[Document]

Ondanks de woelige zee heerlijk geslapen. De zee is een stuk kalmer geworden en het is prachtig weer. Na een goed ontbijt nog even het dek op voordat de motorkleren worden aangetrokken. Als Cherbourg in zicht komt is het tijd om in te pakken en de motorkleren aan te trekken. Nog een foto van de ferry die langzaam tegen de kade manoeuvreert en het cardek 4 gaan zoeken waar de Triumph de nacht heeft doorgebracht. Het ging allemaal wat moeilijk om van boord te geraken . Op dek acht wordt iedereen tegengehouden, enkel de passagiers die op cardek 3 moeten zijn mogen door. Het is een geroep en geschreeuw om het in goede banen te lijden. Ik heb toch al op redelijk wat ferry’s gezeten maar dit nog niet meegemaakt. Uiteindelijk mogen we naar dek vier, daar aangekomen is het al zweten geblazen met de motorkleren aan. Na een tiental minuten komt er beweging in de rijen auto’s die naast de motors staan. Het cardek staat barstens vol en het is bloedheet met een geweldige stank van de startende auto’s. Normaal wordt er tijdens het ontschepen eerst ruimte gemaakt voor de motors zodat die naar buiten kunnen. Deze keer beslist de pipo die het verkeer regelt om eerst al de voertuig te laten vertrekken en de motoren te laten wachten. Na twintig minuten wordt er hier en daar wat commentaar gegeven en stapt een Italiaan naar die pipo om die met allerlei gebaren wijs te maken dat dit zo niet kan. Uiteindelijk komt er een collega van die pipo zeggen dat hij eerst de motorrijders moet doorlaten. Na meer dan een uur kunnen we eindelijk om 11u45 van de ferry af.

[Aangeleverde records]

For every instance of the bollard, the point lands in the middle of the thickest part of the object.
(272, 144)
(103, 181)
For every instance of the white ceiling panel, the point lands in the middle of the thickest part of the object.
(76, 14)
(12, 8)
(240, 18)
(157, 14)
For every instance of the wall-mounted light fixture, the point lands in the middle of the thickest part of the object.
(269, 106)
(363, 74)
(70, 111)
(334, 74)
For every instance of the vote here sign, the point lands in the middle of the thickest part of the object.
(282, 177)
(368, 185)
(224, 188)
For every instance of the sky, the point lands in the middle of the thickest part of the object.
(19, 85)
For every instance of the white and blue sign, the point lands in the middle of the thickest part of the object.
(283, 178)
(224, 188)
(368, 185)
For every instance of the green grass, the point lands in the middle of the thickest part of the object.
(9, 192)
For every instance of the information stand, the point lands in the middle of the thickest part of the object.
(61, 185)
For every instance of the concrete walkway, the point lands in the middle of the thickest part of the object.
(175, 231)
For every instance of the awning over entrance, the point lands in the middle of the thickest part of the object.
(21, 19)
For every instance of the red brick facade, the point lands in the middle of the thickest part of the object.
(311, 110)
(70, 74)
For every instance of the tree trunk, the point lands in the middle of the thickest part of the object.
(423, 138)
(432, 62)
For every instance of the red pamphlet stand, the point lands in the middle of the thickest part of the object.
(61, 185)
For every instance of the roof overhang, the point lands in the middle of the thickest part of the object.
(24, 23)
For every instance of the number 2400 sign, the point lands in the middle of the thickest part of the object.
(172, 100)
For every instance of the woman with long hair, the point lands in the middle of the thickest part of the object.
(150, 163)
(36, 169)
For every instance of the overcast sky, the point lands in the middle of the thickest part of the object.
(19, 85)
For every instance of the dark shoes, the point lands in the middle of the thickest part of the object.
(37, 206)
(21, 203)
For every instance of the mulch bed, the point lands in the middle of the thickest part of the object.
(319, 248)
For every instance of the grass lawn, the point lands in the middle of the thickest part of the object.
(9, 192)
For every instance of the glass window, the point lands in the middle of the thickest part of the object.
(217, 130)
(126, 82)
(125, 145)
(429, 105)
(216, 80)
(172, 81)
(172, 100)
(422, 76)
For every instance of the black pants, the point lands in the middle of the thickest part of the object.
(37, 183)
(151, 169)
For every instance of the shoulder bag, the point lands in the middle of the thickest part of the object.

[Korte opdracht 1]
Zet de alinea uit het reisverslag die begint met "Ondanks de woelige zee" om in een korte opsomming met de belangrijkste feiten.
[Korte opdracht 2]
Typ de regels uit de records over, van de regel met "For every instance of the dark" tot en met het einde van de records.

[Antwoord 1]
- Ondanks de woelige zee goed geslapen; de zee is kalmer en het weer prachtig.
- Na het ontbijt nog even aan dek. Als Cherbourg in zicht komt, wordt er ingepakt en gaan de motorkleren aan.
- De Triumph staat op cardek 4.
- Van boord gaan verloopt moeizaam. Op dek acht wordt iedereen tegengehouden en alleen passagiers voor cardek 3 mogen door, met veel geroep en geschreeuw.
- Op dek vier is het zweten in de motorkleren. Het cardek staat propvol, is bloedheet en stinkt naar startende auto's.
- De verkeersregelaar laat eerst alle andere voertuigen vertrekken, terwijl normaal de motoren eerst mogen.
- Na twintig minuten komt er commentaar en gaat een Italiaan met allerlei gebaren protesteren. Daarna zegt een collega van de regelaar dat de motorrijders eerst door moeten.
- Na meer dan een uur kunnen ze om 11u45 eindelijk van de ferry af.

[Antwoord 2]
For every instance of the dark shoes, the point lands in the middle of the thickest part of the object.
(37, 206)
(21, 203)
For every instance of the mulch bed, the point lands in the middle of the thickest part of the object.
(319, 248)
For every instance of the grass lawn, the point lands in the middle of the thickest part of the object.
(9, 192)
For every instance of the glass window, the point lands in the middle of the thickest part of the object.
(217, 130)
(126, 82)
(125, 145)
(429, 105)
(216, 80)
(172, 81)
(172, 100)
(422, 76)
For every instance of the black pants, the point lands in the middle of the thickest part of the object.
(37, 183)
(151, 169)
For every instance of the shoulder bag, the point lands in the middle of the thickest part of the object.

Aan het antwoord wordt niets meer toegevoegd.